Instructions:
1) Render this sentence from the passage on DNA damage and cancer in Spanish: "Methylation can also be carried out on purpose, such as with the use of temozolomide."
2) Extend the passage on DNA damage and cancer with a few sentences that pick up after its final line.
Given passage section start
A cell becomes cancerous when a “mutation,” which is an alteration in the sequence of nucleotides that make up a gene, occurs. This can be the result of an accidental error when a cell divides, or can be caused by exposure to ultraviolet light, radiation or exposure to some carcinogenic chemical such as the polycyclic aromatic hydrocarbons (PAHs) found in smoke. Cells with such damaged genes no longer behave as a normal cell and exhibit altered behaviour that can include out-of-control multiplication, the ability to avoid the immune system, ignorance of signals to stop dividing, and aggregation to form tumours.
DNA can also be damaged by a process known as “methylation” in which a “methyl group,” consisting of a carbon and three hydrogen atoms (CH3) gets attached to one of the nucleotides in DNA. This “methylated” nucleotide disrupts the helical structure of DNA and prevents it from dividing properly. Methylation can happen due to natural biochemical reactions or due to exposure to chemicals such as N-nitroso compounds, found in foods like bacon, sausages or cold cuts that are preserved with nitrites.
Methylation can also be carried out on purpose, such as with the use of temozolomide. This gums up the ability of DNA to reproduce, which is desirable when trying to eliminate cancer cells. Unfortunately, the drug will also methylate the DNA in healthy cells, potentially damaging these as well. Fortunately normal cells are equipped with an enzyme (O6-methylguanine methyltransferase (MGMT)) that can repair damage to DNA if given enough time. But about 50% of glioblastoma cells lack this enzyme, so that treatment with temozolomide will damage them and keep them from dividing. There is a problem, though. With time, tumours adapt and evolve various ways to prevent methylation by temozolomide, causing resistance to the drug.
Given passage section end
Extracted entries section start
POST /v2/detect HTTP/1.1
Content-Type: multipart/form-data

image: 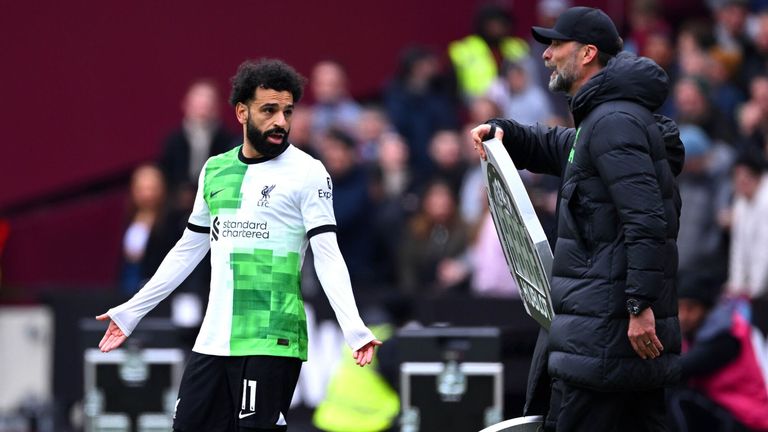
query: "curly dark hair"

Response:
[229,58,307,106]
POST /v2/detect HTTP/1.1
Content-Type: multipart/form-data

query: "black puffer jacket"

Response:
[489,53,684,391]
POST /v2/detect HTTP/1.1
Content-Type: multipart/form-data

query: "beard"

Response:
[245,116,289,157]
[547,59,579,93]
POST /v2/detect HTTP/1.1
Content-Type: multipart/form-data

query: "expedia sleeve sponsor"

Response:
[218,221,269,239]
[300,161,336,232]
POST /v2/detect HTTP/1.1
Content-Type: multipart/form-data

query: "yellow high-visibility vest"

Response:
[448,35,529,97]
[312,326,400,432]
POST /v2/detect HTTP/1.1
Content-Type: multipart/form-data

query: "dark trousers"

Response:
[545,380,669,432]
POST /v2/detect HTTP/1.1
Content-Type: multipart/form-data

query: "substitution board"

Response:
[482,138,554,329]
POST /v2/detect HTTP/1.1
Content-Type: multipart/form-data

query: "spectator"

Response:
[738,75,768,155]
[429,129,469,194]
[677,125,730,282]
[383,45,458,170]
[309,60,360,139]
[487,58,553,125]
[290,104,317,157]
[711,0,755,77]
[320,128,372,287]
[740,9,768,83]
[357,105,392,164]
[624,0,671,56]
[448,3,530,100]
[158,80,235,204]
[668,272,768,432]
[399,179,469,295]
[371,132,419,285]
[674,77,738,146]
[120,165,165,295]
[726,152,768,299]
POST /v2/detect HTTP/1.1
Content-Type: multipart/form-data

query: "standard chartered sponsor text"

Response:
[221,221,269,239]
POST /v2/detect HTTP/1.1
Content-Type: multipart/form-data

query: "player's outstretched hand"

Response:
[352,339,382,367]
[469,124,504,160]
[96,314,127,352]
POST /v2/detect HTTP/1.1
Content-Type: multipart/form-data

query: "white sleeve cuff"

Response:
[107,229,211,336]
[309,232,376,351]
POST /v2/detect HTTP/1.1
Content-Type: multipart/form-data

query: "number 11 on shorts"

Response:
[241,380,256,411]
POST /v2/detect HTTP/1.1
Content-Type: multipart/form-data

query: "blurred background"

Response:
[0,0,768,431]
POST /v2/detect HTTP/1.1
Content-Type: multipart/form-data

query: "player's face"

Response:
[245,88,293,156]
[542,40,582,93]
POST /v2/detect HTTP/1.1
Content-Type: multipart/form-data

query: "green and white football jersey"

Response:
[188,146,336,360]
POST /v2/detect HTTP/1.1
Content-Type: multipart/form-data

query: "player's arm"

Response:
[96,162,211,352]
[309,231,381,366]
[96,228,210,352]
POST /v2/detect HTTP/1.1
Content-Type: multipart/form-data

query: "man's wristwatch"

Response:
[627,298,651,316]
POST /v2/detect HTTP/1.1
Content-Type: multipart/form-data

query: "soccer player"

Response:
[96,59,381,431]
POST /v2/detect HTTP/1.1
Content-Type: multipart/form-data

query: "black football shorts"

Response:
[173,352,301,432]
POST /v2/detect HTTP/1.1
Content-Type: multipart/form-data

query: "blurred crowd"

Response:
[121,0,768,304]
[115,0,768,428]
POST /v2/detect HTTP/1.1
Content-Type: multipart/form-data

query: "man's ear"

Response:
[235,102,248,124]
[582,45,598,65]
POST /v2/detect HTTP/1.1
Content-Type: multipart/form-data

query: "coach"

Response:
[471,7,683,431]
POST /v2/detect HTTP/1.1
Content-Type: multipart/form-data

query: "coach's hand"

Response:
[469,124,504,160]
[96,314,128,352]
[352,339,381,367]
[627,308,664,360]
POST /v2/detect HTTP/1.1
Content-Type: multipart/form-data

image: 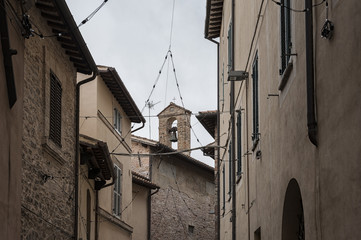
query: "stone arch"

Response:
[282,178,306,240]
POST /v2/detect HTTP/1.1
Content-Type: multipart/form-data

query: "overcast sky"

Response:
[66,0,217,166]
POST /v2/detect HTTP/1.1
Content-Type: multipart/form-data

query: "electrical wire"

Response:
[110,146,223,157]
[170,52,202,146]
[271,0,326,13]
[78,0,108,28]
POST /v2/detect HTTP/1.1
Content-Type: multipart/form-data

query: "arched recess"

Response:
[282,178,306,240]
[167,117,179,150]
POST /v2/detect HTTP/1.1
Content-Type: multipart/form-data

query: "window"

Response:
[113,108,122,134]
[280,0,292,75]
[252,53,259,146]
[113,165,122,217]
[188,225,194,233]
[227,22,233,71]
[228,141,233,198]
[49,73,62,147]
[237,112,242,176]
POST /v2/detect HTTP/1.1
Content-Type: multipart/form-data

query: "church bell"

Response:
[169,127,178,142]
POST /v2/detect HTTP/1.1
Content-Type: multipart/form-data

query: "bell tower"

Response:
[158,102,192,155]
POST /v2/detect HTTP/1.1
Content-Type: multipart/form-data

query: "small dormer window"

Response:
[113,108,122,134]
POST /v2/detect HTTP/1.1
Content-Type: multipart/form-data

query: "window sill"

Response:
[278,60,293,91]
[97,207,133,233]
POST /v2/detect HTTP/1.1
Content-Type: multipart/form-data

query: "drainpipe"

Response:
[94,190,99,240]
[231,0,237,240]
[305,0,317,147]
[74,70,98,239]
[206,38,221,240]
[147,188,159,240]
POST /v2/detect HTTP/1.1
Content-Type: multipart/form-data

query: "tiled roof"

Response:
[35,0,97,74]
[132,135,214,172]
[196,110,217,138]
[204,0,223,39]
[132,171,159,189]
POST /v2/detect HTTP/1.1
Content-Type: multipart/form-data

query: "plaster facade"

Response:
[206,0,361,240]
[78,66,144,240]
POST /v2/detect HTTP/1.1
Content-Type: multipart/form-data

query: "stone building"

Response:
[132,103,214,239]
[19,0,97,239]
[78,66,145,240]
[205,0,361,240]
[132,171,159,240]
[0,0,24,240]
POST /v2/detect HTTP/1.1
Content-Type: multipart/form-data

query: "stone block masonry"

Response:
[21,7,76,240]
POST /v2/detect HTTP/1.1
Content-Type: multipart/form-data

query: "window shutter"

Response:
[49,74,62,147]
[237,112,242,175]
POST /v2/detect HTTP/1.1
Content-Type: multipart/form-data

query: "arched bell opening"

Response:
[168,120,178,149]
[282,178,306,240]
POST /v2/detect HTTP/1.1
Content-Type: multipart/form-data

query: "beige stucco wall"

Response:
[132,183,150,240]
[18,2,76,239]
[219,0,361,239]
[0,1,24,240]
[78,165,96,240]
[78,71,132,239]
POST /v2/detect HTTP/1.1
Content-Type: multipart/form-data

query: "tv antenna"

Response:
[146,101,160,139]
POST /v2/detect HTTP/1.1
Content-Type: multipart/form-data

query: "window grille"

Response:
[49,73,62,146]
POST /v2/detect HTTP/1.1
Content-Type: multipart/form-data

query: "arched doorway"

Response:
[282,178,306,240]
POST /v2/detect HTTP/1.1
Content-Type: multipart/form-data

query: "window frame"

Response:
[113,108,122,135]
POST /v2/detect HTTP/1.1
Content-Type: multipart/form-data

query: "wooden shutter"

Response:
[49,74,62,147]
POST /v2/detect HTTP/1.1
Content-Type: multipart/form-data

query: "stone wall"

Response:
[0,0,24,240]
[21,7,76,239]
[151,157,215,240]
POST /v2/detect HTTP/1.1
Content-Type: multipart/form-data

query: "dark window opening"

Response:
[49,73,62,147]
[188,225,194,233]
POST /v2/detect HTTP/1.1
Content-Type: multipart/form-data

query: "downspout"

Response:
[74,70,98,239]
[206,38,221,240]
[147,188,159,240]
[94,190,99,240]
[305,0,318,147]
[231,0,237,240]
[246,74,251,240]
Extracted entries section end
Extracted entries section start
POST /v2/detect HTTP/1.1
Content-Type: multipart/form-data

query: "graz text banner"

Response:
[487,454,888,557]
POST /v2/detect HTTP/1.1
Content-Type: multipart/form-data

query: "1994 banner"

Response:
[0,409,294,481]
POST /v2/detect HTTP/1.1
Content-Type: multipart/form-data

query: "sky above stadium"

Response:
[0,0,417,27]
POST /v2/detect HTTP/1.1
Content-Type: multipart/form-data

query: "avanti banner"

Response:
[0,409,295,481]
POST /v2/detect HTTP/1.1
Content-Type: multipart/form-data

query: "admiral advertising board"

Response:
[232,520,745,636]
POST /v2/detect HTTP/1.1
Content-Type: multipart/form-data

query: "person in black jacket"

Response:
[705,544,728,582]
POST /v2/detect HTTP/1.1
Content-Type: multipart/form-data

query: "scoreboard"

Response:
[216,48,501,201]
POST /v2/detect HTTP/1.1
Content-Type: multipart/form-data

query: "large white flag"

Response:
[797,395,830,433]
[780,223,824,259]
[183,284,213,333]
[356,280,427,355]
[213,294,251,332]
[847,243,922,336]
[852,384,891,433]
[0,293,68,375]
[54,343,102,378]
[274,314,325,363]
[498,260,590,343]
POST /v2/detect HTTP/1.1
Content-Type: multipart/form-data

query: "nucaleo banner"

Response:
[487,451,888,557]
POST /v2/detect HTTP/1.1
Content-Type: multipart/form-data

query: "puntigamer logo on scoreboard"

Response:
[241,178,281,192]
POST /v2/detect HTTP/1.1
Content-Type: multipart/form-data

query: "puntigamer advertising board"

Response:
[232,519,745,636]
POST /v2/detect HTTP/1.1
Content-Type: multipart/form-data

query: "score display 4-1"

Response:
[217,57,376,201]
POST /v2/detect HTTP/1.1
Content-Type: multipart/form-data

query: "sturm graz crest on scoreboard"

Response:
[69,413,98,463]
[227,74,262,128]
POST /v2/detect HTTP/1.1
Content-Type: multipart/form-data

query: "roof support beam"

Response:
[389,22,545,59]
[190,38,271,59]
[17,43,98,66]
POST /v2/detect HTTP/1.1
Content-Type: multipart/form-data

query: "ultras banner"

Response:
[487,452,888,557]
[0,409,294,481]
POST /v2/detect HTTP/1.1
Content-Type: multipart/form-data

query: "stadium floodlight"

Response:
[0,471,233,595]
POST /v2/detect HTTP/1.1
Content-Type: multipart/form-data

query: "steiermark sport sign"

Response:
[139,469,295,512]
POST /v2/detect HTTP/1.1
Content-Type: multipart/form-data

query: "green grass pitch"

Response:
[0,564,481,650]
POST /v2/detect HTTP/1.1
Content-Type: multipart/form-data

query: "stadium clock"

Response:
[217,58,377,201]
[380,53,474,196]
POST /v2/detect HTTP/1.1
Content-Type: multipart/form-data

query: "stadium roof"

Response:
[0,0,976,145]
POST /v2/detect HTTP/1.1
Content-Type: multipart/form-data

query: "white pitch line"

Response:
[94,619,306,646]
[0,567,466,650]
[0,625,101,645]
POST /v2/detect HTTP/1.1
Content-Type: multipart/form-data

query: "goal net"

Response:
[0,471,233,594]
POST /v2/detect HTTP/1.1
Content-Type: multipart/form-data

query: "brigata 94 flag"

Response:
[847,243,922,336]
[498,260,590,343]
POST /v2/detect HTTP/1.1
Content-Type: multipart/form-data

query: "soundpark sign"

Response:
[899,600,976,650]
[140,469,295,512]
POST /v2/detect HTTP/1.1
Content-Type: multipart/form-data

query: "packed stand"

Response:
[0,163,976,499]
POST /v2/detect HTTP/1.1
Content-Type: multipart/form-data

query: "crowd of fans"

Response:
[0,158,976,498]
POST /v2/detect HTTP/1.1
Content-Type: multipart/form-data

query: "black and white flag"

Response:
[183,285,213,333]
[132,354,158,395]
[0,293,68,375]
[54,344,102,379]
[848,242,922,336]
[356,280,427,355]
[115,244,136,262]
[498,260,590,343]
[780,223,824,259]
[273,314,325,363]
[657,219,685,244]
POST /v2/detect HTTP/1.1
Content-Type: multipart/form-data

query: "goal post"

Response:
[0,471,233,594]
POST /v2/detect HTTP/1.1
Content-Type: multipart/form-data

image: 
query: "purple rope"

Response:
Extracted entries section end
Extracted entries section start
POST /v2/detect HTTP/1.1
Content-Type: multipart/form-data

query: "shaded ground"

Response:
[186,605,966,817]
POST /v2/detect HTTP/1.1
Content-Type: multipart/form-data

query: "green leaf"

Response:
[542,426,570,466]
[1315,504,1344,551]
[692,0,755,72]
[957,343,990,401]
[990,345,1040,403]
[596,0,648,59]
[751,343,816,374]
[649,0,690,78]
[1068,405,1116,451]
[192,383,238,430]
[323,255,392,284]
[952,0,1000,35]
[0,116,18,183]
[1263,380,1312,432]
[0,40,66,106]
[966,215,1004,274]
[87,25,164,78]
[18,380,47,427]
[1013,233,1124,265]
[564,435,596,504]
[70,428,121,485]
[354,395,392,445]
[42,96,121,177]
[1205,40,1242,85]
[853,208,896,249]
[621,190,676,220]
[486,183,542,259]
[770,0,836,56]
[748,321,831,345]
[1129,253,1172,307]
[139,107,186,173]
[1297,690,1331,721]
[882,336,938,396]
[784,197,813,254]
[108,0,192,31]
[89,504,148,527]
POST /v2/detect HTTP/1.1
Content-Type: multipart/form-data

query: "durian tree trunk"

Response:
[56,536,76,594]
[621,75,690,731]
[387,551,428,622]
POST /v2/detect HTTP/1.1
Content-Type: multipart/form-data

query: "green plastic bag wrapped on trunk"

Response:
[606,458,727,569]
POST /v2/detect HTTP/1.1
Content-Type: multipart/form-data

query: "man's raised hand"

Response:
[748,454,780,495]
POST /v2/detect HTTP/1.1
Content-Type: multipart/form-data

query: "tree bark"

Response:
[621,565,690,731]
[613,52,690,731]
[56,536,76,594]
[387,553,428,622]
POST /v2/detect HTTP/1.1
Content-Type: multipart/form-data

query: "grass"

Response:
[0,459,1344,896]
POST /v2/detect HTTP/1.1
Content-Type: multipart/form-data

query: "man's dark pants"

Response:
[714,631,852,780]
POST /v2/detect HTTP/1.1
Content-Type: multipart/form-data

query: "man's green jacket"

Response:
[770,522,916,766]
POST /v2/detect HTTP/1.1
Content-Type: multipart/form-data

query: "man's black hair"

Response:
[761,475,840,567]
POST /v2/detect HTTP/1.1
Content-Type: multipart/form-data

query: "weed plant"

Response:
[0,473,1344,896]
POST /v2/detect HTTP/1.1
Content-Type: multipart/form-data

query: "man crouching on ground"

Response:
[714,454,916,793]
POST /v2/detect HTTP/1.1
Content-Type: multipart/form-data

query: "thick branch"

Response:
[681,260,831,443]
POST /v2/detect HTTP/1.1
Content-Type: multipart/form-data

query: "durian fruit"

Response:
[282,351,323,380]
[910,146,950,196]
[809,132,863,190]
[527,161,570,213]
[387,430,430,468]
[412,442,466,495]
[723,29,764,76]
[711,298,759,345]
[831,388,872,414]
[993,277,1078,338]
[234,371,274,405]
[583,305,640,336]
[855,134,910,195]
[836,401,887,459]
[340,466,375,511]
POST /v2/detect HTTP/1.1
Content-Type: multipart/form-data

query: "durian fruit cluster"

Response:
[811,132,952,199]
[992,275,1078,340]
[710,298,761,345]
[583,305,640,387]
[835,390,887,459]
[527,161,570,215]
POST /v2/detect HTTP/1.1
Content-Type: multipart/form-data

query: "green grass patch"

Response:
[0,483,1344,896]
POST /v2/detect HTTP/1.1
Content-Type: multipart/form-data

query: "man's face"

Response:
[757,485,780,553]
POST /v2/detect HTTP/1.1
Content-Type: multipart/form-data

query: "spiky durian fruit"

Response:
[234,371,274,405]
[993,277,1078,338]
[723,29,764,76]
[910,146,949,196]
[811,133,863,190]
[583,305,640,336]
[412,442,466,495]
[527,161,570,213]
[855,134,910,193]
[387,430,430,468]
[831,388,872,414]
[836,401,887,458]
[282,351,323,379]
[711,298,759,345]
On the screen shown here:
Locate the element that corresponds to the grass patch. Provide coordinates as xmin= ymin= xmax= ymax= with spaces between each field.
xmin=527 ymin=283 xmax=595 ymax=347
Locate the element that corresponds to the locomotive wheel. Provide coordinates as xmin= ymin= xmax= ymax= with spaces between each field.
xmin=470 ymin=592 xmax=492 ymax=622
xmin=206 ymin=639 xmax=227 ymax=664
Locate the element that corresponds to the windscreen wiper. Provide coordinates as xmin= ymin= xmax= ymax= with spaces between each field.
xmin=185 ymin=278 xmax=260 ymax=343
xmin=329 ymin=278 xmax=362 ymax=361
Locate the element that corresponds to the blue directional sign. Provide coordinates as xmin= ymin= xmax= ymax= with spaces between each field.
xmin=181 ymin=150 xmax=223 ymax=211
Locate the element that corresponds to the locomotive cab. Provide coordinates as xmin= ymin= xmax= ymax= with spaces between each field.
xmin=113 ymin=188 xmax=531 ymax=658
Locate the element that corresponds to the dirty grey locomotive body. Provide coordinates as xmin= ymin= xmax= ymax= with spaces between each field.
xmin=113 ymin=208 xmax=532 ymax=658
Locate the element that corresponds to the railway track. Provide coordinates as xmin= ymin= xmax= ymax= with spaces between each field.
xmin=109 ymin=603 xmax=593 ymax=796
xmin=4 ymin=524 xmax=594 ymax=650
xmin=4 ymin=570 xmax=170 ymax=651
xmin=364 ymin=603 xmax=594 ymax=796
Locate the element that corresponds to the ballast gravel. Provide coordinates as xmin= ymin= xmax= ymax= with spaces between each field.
Extracted entries section end
Outputs for the tasks:
1) La metilación también puede llevarse a cabo a propósito, como ocurre con el uso de temozolomida.

2)
When such resistance develops, researchers play a little molecular roulette and experiment with slight variations in molecular structure to produce a novel drug that avoids resistance. Lomustine, instead of attaching a methyl group to DNA like temozolomide, attaches a “chloroethyl group” made of two carbons and a chlorine atom (ClCH2CH2-). This triggers a subsequent internal nucleophilic substitution reaction in the chloroethylated nucleotide that changes the structure of DNA and prevents it, and consequently cells that contain it, from dividing properly. Still, we have the problem that this also happens in a healthy cell. But were the substitution reaction slowed down, researchers thought, it would give more time for a healthy cell’s MGMT to reverse the chloroethylation and prevent damage. Glioblastoma cells, lacking MGMT, would still be prevented from multiplying.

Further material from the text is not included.